• _Exercise objective_: Please pick out every line below that contains the word "green", and copy each of those lines.

• _Record set_:
[BEGIN]
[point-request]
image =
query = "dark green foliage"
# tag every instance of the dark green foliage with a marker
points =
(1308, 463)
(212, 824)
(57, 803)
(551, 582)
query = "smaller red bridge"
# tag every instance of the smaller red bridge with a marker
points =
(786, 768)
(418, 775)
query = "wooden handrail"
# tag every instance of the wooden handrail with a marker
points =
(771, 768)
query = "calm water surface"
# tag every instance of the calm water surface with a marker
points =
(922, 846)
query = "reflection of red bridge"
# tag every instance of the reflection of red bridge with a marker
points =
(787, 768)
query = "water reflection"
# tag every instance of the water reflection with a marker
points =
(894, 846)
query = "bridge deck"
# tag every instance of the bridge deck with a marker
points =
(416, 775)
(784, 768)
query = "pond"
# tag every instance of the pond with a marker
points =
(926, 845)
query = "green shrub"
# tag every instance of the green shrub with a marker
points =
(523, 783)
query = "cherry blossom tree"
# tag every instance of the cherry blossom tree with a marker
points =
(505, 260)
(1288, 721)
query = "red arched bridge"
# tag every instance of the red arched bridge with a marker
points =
[END]
[BEGIN]
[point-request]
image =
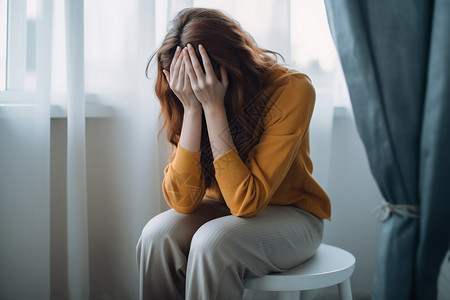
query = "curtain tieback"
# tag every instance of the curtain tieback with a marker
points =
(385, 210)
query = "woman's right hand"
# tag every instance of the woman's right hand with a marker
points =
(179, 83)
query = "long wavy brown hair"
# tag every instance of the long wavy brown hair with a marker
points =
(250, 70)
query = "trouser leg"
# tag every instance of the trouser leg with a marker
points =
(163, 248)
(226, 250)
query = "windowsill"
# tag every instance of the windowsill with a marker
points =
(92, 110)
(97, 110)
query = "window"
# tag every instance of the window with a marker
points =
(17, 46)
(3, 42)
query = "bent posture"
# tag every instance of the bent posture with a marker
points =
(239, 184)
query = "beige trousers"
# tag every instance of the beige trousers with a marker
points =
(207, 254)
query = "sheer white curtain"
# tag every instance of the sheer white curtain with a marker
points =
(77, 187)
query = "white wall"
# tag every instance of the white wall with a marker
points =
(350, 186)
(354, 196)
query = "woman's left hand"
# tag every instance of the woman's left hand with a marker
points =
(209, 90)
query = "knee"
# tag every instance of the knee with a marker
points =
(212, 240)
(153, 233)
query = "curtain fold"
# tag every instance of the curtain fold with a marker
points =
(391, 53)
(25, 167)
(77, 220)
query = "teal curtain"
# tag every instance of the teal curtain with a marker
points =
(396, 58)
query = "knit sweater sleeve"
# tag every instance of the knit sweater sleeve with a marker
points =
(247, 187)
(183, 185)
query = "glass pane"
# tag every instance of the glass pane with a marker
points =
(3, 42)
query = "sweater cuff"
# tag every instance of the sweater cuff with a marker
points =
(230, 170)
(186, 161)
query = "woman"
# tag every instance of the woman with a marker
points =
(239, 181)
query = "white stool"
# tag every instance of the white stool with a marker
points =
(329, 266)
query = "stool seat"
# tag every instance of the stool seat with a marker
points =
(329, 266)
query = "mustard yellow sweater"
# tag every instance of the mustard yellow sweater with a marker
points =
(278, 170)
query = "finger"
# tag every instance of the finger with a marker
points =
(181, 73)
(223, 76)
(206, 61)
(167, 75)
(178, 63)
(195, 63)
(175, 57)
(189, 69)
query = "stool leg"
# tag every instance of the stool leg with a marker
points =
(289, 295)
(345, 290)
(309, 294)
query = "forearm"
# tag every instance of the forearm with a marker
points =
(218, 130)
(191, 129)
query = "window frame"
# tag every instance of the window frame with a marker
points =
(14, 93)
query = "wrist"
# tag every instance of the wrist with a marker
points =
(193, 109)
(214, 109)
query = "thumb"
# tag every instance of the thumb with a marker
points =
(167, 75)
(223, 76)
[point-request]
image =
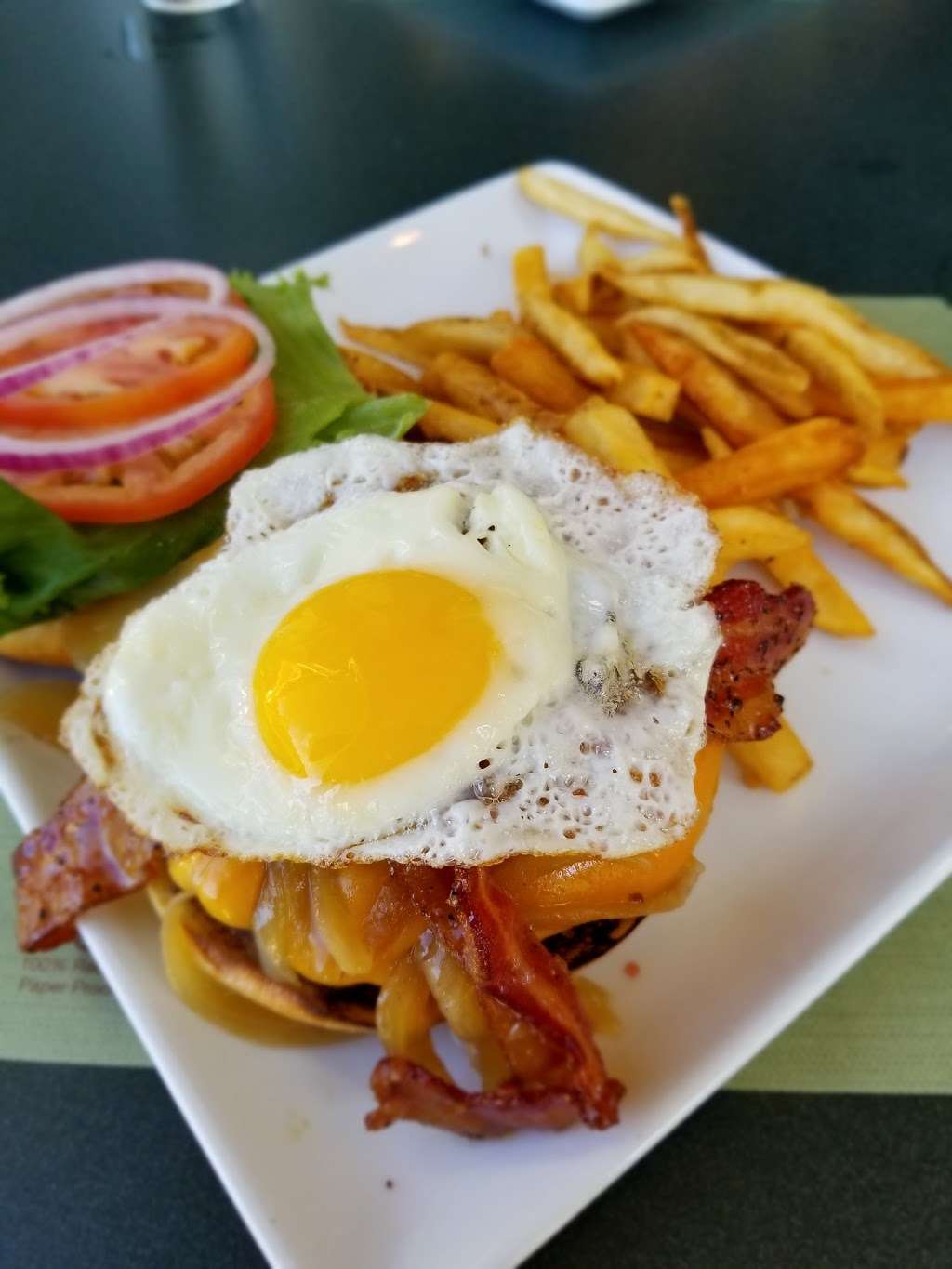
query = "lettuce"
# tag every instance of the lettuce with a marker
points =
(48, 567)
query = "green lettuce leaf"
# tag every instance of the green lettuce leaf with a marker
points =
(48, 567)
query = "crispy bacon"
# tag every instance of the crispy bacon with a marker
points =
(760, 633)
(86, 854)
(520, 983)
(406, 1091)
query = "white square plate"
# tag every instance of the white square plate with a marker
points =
[END]
[BEGIN]
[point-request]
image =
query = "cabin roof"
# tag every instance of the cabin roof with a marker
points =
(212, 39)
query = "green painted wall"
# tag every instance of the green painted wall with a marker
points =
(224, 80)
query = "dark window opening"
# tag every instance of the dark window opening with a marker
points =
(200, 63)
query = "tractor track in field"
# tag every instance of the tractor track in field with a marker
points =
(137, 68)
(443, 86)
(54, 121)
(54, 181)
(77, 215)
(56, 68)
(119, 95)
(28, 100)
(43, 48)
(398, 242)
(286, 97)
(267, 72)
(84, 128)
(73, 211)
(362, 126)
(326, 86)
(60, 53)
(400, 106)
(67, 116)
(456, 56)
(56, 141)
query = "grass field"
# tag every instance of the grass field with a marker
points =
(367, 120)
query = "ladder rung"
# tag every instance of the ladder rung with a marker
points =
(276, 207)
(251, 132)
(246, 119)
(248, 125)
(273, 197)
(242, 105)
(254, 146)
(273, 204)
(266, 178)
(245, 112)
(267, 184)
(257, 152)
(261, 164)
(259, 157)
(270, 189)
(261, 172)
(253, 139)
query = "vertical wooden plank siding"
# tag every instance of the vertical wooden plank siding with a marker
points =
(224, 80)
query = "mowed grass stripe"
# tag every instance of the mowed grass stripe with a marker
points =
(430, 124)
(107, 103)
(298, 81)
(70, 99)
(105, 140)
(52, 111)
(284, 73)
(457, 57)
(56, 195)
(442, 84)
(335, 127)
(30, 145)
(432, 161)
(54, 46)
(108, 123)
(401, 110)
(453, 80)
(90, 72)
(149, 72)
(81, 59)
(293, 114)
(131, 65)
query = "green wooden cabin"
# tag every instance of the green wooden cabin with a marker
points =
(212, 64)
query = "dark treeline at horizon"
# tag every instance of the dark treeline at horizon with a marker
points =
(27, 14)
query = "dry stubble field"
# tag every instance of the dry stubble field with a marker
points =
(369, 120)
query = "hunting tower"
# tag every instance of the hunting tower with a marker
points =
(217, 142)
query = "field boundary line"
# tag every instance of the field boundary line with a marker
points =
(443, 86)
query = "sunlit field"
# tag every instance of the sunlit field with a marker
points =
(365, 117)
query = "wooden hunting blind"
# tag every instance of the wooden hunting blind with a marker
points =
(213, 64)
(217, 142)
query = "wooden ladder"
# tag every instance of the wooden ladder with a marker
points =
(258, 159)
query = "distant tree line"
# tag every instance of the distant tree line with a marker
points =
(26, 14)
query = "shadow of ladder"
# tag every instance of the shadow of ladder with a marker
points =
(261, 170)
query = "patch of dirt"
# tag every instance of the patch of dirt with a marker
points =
[END]
• _Exercise response_:
query = "dark green foliage"
# tag every instance of the dark green foliage with a marker
query = "green shrub"
# tag every instance of the green shrub with a marker
query = "green lettuce leaf"
# tag every instance of the green lettuce leaf with a marker
query = "green painted wall"
# tag every instance of the green painted wall with a marker
query = "green wooden cabin"
# tag every instance of the green wooden cabin with a marker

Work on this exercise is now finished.